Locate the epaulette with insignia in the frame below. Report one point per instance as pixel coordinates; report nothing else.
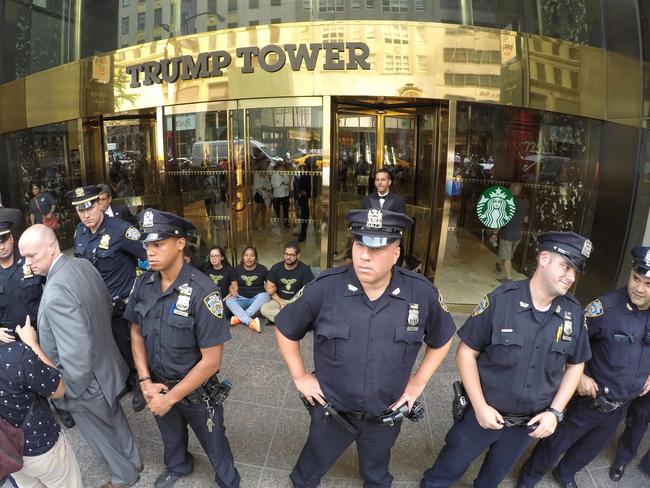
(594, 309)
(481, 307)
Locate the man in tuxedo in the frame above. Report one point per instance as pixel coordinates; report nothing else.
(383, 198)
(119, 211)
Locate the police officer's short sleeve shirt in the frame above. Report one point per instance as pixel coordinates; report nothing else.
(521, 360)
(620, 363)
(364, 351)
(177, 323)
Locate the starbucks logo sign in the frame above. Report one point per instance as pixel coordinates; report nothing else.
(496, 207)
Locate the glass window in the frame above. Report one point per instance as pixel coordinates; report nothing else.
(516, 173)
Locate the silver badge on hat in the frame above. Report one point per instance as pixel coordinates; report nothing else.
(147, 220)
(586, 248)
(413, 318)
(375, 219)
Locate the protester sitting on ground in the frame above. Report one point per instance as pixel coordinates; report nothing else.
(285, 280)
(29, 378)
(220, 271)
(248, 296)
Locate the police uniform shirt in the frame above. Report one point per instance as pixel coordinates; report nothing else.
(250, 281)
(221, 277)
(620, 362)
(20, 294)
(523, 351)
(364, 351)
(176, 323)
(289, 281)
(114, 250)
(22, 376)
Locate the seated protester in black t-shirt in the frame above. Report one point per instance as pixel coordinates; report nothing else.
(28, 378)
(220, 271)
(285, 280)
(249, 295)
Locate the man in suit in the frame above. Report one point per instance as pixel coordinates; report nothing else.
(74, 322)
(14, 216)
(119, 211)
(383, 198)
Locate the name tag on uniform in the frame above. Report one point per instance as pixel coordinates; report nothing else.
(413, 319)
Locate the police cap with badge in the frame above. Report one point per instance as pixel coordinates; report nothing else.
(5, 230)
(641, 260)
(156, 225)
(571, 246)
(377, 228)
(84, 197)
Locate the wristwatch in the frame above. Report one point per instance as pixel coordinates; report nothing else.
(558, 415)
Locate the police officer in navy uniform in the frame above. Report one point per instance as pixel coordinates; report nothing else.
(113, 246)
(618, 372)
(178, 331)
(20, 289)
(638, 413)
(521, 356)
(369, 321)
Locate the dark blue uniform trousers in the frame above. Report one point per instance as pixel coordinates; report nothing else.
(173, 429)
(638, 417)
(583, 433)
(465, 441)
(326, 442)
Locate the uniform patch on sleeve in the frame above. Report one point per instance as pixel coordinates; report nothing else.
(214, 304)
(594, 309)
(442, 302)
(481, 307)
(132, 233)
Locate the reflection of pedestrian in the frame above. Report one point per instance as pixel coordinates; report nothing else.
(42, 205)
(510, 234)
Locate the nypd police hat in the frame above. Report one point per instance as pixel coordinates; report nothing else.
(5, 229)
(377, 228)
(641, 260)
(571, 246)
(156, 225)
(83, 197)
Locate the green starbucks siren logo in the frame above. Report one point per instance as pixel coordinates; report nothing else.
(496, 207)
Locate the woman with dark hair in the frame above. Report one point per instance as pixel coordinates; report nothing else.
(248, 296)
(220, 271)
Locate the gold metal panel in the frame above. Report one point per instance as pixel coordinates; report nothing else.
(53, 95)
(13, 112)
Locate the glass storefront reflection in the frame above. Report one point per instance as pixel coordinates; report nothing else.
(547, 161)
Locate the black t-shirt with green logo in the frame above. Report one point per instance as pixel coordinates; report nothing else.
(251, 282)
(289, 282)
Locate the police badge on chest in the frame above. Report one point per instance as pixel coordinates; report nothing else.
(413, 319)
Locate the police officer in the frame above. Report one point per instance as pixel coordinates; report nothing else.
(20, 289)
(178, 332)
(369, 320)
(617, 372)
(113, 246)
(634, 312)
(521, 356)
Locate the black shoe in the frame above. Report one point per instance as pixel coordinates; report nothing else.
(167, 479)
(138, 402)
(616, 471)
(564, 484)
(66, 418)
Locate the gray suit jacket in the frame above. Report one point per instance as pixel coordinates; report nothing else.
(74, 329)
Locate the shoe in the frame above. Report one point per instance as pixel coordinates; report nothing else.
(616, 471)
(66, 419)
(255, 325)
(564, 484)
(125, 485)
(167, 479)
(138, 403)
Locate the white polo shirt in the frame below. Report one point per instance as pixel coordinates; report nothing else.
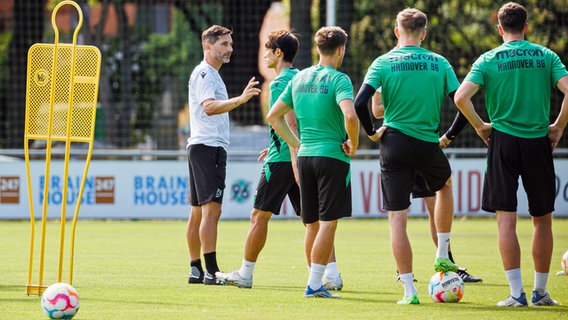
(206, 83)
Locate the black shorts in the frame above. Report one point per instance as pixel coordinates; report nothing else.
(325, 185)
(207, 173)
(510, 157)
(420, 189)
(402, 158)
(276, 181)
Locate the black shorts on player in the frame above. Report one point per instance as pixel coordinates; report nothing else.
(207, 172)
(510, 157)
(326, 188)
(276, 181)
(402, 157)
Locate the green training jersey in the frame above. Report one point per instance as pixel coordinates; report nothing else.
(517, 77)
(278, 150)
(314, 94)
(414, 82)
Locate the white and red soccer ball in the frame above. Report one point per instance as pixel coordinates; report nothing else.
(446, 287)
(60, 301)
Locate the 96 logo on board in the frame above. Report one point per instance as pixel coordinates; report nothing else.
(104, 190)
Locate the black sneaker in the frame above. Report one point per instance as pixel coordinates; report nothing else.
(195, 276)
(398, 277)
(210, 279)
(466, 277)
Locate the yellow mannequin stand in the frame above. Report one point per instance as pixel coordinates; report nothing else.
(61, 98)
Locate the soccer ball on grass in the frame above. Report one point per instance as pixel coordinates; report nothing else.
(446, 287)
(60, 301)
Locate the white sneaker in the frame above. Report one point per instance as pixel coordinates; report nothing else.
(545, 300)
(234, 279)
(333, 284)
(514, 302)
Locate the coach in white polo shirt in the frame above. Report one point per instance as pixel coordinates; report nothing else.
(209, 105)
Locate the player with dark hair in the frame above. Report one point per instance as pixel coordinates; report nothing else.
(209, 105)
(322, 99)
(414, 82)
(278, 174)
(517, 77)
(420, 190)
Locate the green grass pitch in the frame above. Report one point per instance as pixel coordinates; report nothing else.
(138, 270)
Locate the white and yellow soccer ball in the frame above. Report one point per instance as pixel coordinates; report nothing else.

::::::::::

▸ **Exercise goal**: Only the last part of the entries above is needed: please copy the line with "Locate the green grass" and each line after it exactly.

▸ **Reply to the exercise**:
Locate the green grass pitch in the frame above. Report one point per instance as pixel coordinates; report nothing else.
(138, 270)
Locate the white and yellow soccer ball in the frame above. Report one point per instance as pixel coordinates; report nothing else.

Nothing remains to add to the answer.